■ **What you need to do**:
Look through the entries below and report how many lines hold the string "coordinates". Only the number is wanted.

■ **Record excerpts**:

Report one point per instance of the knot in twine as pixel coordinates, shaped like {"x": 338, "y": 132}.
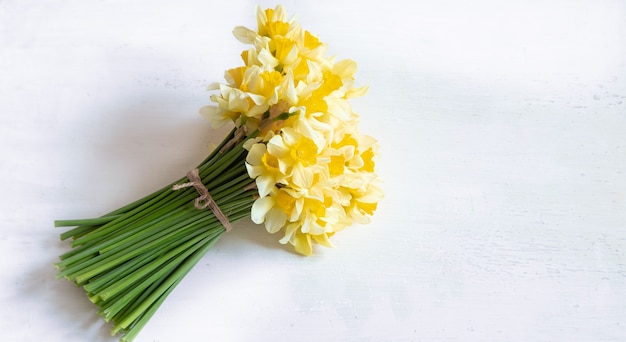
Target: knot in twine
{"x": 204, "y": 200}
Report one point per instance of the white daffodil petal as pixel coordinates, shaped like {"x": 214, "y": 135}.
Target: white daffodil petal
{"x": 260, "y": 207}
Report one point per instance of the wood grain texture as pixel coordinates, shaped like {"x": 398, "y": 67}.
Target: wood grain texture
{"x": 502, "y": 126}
==
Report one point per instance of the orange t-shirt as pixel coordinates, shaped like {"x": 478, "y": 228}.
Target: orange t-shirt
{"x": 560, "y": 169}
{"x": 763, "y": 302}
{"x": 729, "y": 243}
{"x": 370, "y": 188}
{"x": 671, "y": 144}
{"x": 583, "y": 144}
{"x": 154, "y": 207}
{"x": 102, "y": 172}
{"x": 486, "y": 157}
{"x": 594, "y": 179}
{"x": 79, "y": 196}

■ **Task output**:
4